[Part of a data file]
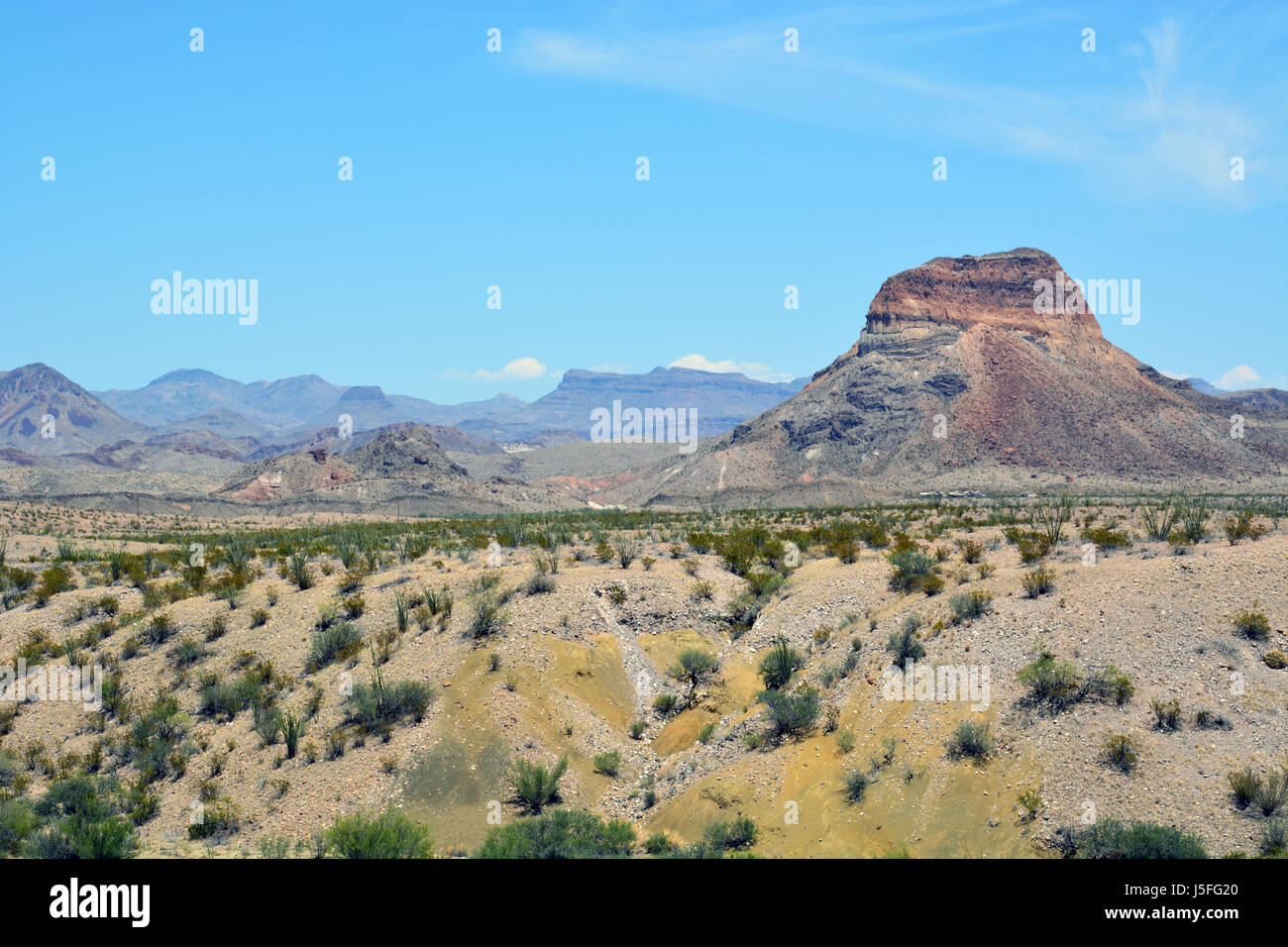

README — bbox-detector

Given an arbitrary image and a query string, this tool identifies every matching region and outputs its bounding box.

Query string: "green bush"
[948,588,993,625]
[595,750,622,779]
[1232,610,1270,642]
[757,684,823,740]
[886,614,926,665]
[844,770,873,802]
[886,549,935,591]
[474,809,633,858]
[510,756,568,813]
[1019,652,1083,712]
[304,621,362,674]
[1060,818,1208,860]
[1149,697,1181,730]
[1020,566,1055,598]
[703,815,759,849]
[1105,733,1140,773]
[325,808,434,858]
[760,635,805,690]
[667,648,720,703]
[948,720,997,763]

* * *

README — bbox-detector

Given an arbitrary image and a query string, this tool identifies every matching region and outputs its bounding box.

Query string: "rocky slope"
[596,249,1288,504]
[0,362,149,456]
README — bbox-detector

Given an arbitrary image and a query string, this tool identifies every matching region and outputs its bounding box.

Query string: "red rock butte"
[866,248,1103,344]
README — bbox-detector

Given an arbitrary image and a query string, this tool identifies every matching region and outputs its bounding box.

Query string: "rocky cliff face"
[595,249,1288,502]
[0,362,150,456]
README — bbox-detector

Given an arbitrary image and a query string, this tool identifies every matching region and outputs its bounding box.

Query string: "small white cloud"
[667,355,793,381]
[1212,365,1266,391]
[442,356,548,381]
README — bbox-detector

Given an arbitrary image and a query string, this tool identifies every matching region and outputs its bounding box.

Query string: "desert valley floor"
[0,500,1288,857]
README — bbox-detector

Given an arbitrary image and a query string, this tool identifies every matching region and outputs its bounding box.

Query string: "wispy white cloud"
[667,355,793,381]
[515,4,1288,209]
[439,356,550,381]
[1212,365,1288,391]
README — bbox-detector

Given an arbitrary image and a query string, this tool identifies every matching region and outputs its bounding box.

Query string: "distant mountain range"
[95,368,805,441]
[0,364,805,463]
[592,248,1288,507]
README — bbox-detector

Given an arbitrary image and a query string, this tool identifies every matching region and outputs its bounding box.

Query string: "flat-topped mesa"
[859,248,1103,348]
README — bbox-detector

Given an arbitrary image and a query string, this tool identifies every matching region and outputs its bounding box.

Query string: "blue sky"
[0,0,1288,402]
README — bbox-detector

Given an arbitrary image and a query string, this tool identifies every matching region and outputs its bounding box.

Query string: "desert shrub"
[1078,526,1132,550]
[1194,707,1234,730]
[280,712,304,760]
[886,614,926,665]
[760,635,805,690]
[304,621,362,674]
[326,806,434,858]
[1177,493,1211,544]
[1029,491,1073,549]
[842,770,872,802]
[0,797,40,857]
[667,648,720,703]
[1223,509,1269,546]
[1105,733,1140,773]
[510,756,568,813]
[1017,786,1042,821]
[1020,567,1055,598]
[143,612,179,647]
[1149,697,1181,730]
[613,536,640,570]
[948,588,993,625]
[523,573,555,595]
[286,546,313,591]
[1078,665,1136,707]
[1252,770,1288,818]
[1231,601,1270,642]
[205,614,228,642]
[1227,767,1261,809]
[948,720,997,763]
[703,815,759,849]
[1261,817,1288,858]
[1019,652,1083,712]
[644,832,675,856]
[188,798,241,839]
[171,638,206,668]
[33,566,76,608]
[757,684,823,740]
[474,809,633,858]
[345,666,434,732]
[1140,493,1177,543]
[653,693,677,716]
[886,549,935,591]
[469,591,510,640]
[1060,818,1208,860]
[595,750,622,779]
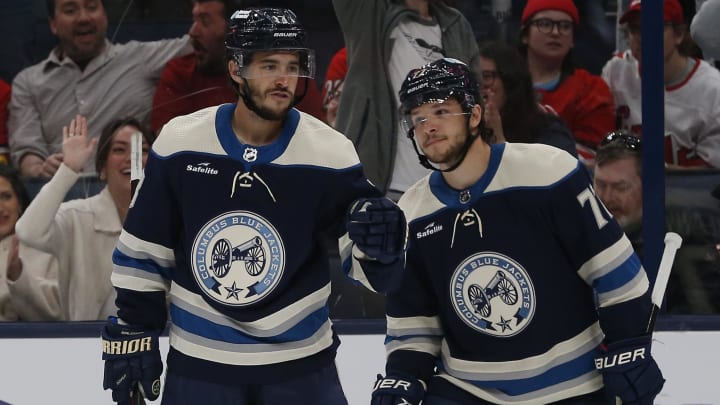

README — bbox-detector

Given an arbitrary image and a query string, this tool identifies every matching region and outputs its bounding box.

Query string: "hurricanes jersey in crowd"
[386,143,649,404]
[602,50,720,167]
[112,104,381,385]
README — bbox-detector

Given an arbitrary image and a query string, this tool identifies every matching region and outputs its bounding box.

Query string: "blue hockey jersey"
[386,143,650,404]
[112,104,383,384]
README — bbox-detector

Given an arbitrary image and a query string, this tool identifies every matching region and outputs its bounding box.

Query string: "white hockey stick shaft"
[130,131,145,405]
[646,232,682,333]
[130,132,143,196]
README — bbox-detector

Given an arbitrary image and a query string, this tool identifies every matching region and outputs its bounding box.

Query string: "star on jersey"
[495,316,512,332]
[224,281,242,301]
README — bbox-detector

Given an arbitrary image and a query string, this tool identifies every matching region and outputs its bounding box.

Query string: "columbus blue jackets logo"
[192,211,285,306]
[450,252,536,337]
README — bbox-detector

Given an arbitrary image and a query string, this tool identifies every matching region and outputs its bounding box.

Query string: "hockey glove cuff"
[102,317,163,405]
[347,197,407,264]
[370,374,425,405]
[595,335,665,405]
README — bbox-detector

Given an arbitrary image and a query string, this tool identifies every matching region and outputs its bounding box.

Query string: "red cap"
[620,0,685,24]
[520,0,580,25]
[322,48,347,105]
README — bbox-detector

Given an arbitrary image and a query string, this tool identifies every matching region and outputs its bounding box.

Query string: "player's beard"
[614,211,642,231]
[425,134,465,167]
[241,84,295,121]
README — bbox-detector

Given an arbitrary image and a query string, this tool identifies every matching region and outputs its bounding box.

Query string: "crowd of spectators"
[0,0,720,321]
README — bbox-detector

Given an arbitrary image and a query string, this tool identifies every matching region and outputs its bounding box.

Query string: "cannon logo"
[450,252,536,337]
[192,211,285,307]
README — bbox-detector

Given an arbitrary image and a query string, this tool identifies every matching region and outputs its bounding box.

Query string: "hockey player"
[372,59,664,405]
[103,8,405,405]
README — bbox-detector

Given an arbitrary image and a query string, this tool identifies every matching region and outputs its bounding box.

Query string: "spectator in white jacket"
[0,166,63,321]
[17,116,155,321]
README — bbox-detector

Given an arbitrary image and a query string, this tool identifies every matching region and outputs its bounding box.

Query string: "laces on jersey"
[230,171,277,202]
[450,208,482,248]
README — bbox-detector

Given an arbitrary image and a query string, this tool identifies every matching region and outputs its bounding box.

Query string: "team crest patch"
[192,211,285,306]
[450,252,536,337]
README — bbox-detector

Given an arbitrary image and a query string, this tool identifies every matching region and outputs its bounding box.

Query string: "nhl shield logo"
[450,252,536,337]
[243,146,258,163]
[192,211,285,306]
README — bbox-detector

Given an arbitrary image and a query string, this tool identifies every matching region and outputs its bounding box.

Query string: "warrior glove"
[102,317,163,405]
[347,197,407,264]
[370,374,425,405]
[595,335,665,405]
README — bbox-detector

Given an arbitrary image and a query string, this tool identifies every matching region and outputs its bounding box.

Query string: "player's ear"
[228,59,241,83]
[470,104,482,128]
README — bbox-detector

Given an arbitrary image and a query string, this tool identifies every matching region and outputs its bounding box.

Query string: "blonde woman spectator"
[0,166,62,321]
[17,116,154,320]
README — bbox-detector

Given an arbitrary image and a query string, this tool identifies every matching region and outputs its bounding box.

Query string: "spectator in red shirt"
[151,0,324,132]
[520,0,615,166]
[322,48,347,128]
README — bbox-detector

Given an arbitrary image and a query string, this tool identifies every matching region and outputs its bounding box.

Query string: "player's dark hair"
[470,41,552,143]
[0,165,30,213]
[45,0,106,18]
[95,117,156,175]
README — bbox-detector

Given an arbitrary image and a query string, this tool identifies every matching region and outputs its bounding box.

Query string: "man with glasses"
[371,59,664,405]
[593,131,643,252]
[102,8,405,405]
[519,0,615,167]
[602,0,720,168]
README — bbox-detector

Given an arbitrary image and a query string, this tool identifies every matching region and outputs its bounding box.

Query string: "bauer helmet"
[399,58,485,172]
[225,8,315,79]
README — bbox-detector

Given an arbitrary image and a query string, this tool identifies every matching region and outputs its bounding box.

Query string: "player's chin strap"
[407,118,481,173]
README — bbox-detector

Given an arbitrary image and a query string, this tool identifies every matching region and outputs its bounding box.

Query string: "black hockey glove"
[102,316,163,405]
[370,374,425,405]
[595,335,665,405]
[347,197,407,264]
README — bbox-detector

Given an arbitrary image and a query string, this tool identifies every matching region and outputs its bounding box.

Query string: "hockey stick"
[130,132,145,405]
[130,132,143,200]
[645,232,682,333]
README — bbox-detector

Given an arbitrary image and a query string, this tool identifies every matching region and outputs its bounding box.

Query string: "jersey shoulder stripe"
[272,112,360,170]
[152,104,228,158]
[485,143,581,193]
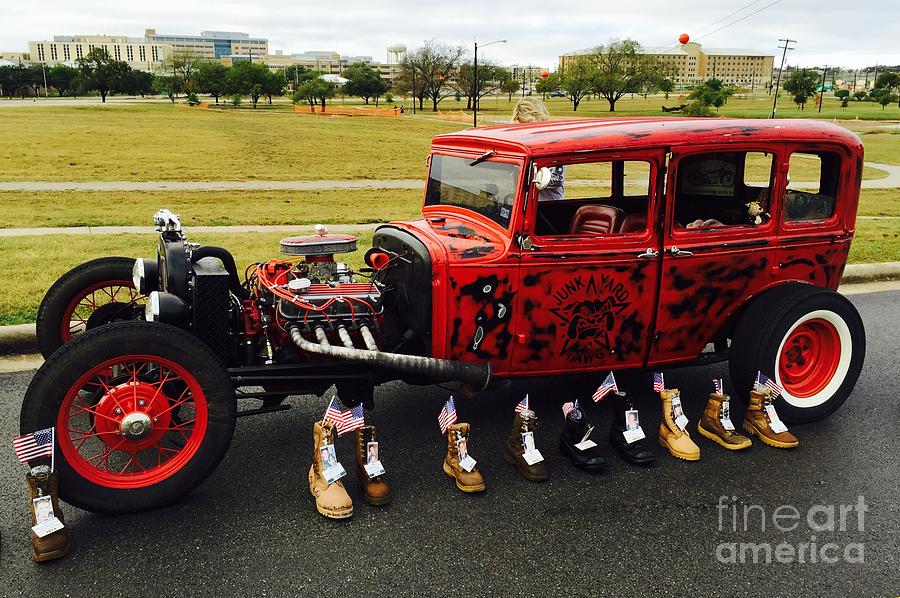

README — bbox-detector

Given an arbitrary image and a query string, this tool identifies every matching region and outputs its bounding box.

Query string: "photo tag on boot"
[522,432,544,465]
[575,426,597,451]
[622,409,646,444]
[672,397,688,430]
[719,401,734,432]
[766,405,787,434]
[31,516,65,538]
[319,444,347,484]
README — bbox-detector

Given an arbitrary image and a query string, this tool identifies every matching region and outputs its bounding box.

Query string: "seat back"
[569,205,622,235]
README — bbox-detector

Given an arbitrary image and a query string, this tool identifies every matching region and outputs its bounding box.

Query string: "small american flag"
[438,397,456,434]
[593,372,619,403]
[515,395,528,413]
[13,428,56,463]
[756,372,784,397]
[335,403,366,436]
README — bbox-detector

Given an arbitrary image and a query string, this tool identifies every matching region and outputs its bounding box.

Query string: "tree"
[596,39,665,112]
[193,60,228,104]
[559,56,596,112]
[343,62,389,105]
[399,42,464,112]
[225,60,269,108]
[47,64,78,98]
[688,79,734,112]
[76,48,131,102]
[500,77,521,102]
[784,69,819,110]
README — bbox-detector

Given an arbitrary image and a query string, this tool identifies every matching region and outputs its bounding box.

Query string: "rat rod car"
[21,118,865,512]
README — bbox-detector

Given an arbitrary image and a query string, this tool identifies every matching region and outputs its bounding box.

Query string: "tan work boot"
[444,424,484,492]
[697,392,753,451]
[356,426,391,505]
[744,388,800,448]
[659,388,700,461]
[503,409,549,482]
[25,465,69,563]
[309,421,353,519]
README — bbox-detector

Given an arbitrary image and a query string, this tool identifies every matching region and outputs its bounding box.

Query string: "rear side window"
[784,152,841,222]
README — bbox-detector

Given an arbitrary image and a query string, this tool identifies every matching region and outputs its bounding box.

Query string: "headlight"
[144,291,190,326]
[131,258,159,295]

* Task to carry out: Please find every line in the material that contains the word "small" and copy each one out. Case counts.

* Reply to the task:
Query string: "small white cloud"
Query string: "small american flag"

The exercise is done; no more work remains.